§ **Directions for this task**: Pull out every line in the records below that contains the word "horse", and list those lines.

§ **Data records**:
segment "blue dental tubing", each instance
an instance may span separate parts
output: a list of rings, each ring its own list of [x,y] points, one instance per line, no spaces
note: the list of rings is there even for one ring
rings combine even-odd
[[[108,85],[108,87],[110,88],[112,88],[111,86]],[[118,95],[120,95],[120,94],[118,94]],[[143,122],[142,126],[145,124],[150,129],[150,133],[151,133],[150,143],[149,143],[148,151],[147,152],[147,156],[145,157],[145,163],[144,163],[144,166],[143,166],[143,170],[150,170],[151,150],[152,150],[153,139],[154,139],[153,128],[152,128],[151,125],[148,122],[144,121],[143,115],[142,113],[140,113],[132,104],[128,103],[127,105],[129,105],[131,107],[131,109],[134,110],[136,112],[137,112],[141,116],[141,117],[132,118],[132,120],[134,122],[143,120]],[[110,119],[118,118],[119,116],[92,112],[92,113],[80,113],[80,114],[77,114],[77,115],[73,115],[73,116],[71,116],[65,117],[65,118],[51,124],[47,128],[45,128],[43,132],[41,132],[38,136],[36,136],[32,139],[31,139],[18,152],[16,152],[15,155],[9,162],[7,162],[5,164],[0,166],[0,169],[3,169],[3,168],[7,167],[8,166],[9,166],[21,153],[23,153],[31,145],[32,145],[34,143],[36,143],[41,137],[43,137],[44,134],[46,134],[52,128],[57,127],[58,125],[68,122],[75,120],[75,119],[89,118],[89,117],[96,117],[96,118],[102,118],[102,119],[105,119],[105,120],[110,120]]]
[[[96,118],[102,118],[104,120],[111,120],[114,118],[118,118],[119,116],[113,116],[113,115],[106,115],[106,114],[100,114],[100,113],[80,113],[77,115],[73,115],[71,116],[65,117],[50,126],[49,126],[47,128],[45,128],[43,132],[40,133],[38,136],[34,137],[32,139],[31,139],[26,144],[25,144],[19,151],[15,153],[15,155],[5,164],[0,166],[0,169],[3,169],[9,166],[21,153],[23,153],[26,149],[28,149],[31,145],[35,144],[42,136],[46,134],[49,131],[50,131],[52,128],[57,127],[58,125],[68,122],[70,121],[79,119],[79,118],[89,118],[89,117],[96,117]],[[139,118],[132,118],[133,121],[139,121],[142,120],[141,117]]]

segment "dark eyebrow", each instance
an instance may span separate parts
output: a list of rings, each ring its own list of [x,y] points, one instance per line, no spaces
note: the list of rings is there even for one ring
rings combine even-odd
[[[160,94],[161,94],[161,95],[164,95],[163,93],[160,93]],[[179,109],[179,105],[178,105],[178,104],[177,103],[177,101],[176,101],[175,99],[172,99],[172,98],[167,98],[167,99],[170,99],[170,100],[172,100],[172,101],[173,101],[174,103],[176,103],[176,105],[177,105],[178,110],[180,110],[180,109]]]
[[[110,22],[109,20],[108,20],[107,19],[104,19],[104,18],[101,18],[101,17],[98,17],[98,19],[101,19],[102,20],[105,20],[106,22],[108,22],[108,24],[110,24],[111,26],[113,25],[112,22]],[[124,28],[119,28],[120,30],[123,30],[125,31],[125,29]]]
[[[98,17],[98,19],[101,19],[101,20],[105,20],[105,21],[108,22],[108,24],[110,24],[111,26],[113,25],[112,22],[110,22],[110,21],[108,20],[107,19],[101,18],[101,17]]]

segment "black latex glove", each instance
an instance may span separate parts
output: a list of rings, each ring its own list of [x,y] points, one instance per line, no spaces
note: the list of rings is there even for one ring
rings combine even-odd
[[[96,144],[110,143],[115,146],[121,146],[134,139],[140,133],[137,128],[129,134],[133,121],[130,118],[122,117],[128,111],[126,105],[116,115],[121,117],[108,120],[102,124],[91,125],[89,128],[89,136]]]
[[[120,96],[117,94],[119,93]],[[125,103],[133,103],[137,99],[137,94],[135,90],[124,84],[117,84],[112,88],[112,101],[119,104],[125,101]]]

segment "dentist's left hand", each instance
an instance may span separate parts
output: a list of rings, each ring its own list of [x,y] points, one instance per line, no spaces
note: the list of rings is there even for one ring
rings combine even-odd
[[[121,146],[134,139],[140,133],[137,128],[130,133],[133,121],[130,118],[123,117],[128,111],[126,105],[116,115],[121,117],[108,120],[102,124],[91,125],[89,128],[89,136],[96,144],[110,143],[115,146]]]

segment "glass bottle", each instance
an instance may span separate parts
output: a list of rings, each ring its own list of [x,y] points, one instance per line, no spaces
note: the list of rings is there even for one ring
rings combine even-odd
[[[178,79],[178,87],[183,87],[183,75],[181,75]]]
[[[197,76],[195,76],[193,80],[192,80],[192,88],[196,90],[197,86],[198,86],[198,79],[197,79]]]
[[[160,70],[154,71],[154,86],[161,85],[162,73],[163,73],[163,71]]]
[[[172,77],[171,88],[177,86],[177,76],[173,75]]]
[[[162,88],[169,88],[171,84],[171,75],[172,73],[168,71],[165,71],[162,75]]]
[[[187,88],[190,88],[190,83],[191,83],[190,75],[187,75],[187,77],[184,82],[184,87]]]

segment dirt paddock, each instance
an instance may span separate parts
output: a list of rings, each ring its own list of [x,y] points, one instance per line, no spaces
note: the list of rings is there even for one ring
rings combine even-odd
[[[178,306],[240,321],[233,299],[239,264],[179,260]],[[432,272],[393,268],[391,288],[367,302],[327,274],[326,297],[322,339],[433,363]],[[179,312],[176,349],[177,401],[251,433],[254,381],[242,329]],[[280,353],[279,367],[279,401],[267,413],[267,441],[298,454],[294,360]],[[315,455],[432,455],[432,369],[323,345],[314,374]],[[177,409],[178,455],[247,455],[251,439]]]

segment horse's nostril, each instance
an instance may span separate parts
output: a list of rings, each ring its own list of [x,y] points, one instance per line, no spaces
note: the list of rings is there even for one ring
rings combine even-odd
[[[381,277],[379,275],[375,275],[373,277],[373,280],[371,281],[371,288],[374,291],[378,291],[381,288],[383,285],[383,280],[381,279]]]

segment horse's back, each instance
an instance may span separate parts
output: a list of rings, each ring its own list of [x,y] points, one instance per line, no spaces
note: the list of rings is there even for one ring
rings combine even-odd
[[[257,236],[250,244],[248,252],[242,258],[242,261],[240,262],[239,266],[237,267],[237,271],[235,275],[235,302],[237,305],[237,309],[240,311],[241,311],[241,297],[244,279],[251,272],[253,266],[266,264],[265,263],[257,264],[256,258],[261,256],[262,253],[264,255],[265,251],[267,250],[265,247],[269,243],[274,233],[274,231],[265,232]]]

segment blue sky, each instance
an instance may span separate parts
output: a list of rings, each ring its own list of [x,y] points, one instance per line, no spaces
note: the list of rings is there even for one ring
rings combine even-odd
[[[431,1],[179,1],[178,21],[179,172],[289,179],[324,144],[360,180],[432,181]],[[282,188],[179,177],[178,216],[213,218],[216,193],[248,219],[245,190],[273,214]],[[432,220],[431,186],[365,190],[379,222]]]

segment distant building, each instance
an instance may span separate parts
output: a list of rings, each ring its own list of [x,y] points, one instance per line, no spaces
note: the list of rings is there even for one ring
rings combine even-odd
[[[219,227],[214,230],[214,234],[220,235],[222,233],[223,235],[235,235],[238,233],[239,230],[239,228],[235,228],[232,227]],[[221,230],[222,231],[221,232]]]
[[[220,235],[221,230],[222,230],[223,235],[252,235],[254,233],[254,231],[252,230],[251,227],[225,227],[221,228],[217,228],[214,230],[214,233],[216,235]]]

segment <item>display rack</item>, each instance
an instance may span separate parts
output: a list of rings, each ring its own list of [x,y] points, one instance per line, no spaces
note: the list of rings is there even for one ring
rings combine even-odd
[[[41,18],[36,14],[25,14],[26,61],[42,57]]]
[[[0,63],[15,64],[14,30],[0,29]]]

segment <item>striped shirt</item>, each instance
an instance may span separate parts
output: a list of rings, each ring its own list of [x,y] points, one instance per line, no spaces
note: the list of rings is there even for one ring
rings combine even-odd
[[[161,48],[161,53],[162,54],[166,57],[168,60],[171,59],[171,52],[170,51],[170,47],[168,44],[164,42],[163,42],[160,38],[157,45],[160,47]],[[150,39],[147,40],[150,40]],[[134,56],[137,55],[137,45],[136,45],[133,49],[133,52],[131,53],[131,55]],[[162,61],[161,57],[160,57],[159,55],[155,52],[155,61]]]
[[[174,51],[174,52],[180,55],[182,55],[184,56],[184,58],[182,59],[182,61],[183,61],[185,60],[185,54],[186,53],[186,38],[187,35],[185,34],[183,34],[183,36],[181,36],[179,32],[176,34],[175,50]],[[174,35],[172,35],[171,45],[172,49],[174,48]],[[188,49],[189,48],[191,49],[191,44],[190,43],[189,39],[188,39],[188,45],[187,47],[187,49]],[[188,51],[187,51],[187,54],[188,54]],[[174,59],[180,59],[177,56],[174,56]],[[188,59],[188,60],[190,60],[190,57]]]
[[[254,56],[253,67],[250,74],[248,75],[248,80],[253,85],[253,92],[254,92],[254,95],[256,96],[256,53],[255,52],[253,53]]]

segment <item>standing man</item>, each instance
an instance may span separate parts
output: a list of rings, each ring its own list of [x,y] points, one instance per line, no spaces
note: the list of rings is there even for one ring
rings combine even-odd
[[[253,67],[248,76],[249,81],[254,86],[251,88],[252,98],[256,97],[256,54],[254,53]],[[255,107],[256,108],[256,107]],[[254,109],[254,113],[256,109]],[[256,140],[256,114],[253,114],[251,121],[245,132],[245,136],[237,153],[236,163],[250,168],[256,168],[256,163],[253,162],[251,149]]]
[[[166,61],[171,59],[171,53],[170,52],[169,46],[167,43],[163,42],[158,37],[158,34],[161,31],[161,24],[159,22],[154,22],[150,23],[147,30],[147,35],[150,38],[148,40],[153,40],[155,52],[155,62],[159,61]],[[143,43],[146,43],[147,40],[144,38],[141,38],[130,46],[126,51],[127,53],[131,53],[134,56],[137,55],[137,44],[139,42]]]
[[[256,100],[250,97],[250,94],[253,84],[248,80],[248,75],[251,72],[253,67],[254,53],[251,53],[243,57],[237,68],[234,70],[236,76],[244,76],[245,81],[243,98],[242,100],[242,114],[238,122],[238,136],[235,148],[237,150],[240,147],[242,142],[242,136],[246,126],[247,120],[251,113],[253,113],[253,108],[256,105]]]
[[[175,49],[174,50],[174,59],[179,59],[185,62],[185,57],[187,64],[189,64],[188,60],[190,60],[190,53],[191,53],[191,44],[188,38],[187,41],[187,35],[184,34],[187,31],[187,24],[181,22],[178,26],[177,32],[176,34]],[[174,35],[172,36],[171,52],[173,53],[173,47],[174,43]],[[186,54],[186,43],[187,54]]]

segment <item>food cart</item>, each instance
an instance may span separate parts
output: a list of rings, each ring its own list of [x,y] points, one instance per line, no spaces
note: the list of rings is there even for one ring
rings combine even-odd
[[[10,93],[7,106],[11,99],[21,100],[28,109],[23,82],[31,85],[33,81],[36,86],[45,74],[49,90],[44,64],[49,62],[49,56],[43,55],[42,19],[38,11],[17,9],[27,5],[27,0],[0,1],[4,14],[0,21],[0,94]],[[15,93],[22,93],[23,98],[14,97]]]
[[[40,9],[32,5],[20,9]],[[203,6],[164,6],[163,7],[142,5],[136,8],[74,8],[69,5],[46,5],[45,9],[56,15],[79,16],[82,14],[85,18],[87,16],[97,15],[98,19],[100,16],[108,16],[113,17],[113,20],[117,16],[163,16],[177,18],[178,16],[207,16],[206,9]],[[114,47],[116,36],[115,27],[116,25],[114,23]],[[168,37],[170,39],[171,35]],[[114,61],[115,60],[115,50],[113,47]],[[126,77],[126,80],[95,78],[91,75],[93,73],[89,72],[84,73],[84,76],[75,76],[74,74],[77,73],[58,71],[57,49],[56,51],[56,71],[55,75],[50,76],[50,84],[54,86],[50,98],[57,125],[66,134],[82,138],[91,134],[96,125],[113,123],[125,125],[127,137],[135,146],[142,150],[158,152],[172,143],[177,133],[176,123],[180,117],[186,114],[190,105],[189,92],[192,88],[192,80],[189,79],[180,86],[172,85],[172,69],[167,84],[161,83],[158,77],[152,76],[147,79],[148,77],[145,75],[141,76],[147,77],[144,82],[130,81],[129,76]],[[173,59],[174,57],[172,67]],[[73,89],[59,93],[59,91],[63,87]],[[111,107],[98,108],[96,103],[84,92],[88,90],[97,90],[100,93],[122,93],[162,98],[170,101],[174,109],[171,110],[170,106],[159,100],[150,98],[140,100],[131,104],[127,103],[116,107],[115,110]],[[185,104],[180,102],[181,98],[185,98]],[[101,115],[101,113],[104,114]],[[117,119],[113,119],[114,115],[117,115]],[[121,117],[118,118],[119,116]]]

§ **Output of the task**:
segment horse's nostril, each instance
segment horse's back, each instance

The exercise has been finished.